Task data -
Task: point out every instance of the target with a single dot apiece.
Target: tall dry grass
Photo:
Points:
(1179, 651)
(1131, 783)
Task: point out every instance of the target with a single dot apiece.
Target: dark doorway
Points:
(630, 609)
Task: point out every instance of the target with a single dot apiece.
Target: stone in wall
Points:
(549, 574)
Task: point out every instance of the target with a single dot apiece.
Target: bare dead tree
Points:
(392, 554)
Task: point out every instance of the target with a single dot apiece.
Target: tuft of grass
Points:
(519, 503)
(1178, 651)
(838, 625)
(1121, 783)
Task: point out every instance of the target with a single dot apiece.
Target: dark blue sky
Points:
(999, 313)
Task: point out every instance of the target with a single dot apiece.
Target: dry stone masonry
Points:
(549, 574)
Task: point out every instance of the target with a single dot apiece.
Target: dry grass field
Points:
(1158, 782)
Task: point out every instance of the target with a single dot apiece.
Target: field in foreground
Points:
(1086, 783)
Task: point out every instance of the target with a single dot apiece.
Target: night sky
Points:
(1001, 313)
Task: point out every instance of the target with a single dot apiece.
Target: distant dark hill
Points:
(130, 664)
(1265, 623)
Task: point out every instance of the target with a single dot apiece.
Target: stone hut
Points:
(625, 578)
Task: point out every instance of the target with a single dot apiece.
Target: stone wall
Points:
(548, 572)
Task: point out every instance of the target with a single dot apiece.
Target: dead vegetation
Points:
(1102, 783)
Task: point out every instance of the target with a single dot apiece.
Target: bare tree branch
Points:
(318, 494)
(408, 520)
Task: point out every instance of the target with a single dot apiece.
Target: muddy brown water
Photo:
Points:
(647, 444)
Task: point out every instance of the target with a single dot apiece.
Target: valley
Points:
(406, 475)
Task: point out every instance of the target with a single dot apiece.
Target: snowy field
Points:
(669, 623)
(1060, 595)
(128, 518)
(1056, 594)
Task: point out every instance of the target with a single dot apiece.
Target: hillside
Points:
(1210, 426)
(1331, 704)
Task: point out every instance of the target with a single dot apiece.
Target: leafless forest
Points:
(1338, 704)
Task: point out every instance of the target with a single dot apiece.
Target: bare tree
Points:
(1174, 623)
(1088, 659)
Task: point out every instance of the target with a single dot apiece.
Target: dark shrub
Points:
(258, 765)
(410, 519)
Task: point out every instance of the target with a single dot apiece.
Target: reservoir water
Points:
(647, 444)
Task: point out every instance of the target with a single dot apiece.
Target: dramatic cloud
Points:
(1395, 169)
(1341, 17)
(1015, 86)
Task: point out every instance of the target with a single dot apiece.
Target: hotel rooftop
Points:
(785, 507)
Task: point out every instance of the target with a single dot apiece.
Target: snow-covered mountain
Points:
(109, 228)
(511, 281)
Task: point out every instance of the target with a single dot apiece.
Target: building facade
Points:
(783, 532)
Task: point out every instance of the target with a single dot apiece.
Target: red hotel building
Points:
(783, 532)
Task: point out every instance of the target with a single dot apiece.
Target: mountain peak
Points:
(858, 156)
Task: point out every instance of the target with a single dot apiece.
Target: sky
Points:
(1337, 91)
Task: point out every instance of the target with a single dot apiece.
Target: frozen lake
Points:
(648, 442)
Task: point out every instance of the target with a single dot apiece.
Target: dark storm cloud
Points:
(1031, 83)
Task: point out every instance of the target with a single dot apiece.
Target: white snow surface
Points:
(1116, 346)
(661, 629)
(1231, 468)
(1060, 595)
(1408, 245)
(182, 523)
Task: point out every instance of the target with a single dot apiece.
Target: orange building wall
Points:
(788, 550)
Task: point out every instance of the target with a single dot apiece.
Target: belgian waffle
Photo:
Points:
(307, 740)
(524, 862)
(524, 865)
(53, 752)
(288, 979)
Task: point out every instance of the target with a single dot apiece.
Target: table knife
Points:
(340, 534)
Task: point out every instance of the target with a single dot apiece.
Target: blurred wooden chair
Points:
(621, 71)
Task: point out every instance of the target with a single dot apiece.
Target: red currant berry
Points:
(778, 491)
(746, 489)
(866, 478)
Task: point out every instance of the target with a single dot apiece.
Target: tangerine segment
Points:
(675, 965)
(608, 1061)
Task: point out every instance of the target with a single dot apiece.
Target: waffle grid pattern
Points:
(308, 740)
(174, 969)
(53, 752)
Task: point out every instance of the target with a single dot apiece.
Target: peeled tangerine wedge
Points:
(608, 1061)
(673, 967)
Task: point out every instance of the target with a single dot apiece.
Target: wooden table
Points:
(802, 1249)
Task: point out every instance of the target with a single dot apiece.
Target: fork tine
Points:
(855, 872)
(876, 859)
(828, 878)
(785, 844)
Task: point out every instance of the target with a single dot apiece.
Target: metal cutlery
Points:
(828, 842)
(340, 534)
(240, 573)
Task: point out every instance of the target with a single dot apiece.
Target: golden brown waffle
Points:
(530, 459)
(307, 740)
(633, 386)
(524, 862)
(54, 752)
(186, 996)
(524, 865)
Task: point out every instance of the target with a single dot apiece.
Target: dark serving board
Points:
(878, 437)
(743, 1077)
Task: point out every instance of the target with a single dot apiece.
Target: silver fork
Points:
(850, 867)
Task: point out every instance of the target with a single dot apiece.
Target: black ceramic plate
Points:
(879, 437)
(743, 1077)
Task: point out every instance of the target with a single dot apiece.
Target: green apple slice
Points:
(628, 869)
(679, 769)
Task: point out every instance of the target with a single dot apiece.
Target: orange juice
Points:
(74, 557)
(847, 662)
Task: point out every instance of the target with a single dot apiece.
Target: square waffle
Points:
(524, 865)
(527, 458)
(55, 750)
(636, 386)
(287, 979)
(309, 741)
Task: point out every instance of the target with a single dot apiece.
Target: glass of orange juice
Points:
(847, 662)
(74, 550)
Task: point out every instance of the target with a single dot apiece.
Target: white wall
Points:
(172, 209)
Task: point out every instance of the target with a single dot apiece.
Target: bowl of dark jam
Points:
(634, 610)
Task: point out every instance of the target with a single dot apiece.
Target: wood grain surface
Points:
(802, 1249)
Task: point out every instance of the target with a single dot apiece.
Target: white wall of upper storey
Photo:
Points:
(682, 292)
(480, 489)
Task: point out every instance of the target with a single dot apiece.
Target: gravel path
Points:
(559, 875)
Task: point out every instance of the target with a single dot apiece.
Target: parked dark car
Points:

Task goal - State how many lines of the material above contain the string "fork". Give only the number.

Result below - 2